• **Page excerpt**
Data centers achieve a new level of high-tech: Codes and standards

Designing solutions for data center clients — whether hyperscale or colocation facilities — requires advanced engineering knowledge

By Consulting-Specifying Engineer April 27, 2020


  • Bill Kosik, PE, CEM, BEMP, senior energy engineer, DNV GL Technical Services, Oak Brook, Ill.
  • John Peterson, PE, PMP, CEM, LEED AP BD+C, mission critical leader, DLR Group, Washington, D.C.
  • Brian Rener, PE, LEED AP, principal, mission critical leader, SmithGroup, Chicago
  • Mike Starr, PE, electrical project engineer, Affiliated Engineers Inc., Madison, Wis.
  • Tarek G. Tousson, PE, principal electrical engineer/project manager, Stanley Consultants, Austin, Tex.
  • Saahil Tumber, PE, HBDP, LEED AP, technical authority, ESD, Chicago
  • John Gregory Williams​, PE, CEng, MEng, MIMechE, vice president, Harris, Oakland, Calif.

CSE: Please explain some of the codes, standards and guidelines you commonly use during the project’s design process. Which codes/standards should engineers be most aware of?

Starr: In addition to such building and energy codes as Occupational Safety and Health Administration, CFR, IBC, NFPA 1, NFPA 13, NFPA 37, NFPA 70 (NEC), IFC, ASHRAE and IECC, the three most common references for design of data centers are ANSI/TIA 942, BICSI and the Uptime Institute. These three documents drive many considerations from the system topologies to room design and performance requirements. The CBEMA/ITI curve is a useful tool for technical conversations on power quality. The project team should also spend time on maintenance conversations relative to NFPA 70E, NFPA 70B and manufacturer recommendations. The owner team should review NFPA 75. Others that should be referenced: Owner building insurance requirements (such as FM Global), NFPA 111 and 855 for battery storage, ANSI/IEEE (399, 493, 1188, 1679.1) and confirmation of listings such as UL 142, 924, 1642, 1778, 1872, 2085 and 9540.

Source records:
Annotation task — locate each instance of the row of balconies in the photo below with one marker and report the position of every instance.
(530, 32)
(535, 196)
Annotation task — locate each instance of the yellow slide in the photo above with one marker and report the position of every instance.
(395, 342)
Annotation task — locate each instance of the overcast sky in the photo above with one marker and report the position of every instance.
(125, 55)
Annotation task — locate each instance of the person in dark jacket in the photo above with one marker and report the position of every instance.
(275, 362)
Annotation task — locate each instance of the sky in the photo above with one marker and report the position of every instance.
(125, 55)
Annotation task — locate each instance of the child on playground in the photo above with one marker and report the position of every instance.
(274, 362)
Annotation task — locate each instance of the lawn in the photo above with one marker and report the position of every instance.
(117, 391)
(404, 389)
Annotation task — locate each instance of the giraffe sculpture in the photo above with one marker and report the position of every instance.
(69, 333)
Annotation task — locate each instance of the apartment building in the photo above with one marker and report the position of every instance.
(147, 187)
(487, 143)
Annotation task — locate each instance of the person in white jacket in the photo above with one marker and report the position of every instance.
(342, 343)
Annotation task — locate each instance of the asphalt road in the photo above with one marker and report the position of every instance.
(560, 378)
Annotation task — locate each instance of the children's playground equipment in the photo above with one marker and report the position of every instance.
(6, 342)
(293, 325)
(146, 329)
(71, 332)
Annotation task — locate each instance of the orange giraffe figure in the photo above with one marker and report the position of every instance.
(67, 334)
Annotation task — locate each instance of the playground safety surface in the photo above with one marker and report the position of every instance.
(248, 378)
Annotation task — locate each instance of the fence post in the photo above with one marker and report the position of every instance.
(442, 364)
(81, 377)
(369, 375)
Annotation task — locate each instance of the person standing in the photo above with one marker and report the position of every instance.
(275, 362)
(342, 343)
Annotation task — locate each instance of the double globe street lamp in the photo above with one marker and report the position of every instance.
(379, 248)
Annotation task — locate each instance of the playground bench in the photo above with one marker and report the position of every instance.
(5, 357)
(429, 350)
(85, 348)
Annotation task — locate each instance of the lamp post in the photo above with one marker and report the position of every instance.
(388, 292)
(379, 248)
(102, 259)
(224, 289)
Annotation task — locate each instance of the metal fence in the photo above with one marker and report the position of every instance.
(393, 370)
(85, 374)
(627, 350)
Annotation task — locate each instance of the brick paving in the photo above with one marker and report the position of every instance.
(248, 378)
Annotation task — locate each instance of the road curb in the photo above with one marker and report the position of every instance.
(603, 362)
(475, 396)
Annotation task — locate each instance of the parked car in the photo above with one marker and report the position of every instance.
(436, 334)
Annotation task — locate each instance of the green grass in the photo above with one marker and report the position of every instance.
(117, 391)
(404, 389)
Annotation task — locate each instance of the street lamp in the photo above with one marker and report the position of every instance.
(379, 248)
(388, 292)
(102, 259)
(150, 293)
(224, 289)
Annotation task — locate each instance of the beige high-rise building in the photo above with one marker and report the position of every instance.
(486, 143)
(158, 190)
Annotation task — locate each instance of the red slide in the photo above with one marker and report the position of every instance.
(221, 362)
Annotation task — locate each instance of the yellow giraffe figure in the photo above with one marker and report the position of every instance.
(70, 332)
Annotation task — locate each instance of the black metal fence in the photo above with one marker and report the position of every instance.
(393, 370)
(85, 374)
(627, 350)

• **Request 1**
Do these statements agree with the data center codes article? (a) Starr names ANSI/TIA 942, BICSI and the Uptime Institute as the three most common references for designing data centers. (b) Starr says the project team should review NFPA 75. (c) NFPA 111 and 855 are listed for battery storage. For each, answer yes or no and quote the text's deciding words.
• **Request 2**
Can you resume the data center codes article from its last sentence?

• **Response 1**
(a) Yes: "the three most common references for design of data centers are ANSI/TIA 942, BICSI and the Uptime Institute."
(b) No: "The owner team should review NFPA 75."
(c) Yes: "NFPA 111 and 855 for battery storage"

• **Response 2**
Williams: From energy efficiency standpoint, when it comes to data center cooling, U.S. Green Building Council LEED v4 and ASHRAE Standard 90.4 are the first to keep in mind. LEED certified data centers usually take advantage of advanced cooling system that reduce energy consumption, improved cooling efficiency, renewable energy systems and renewable or other green backup energy sources and green construction. ASHRAE 90.4 provides the minimum energy efficiency requirements for data centers. ASHRAE TC 9.9 handbook is a useful tool for HVAC applications, energy efficiency practices, etc. This handbook includes thermal guidelines for data processing environments. ASHRAE 90.1 is another valuable guideline for energy efficient building design (excluding low-rise residential buildings). The new Open Standard for Data Center Availability from The Green Grid is a free tool to evaluate the availability of sustainable energy sources in data centers.

CSE: How has ASHRAE Standard 90.4-2016: Energy Standard for Data Centers affected your work?

Kosik: In 2013, ASHRAE Standard 90.4 was released as a code-intended companion to ASHRAE/IES Standard 90.1. The first decade of the 21st century saw tremendous growth in the construction of data center facilities, crossing all sectors of the economy. During this time several industry organizations had been developing guidelines and metrics for data center energy efficiency and while many of these metrics are quite useful and technically sound, over time it became evident that a single method to determine data center energy efficiency compliance was needed.

In Standard 90.4, compliance is based on mechanical load component and electrical loss component values in comparison to maximum values allowed per the design conditions. But it is important to understand that a data center design will comply with 90.4 only if it complies with 90.1. The design must satisfy the appropriate compliance path, which includes building systems such as envelope, service water heating, lighting and other equipment.

In late 2019, ASHRAE released the 90.4-2019 standard. While the overall structure of the standard remains the same, there are some big changes in the content. The maximum values for the MLC and the ELC have been lowered, resulting in a more demanding compliance process. Based on the people I have talked with, the consensus is that the minimum efficiency requirements in 90.4-2016 were too easy to achieve; it seemed inevitable that these changes would be made.

Peterson: In most cases we aim for a new data center and existing ones being updated to meet and exceed the standard anyway, so that when the standards are applied to the local/state codes the resolution will be to show the energy use in an acceptable fashion. In most jurisdictions there is not wide acceptance or expectation of compliance with the standard and accordingly not much effort has been needed to show calculations.

Williams: Our clients are always demanding lower energy costs, ASHRAE Standard 90.4-2016 gives them that. Because ASHRAE has begun to raise its acceptable data center operating temperature and humidity ranges in 2011, the trend toward free cooling optimization has grown to the point that its almost exclusively the design of choice for our data center clients.

CSE: What are some best practices to ensure that such buildings meet and exceed codes and standards?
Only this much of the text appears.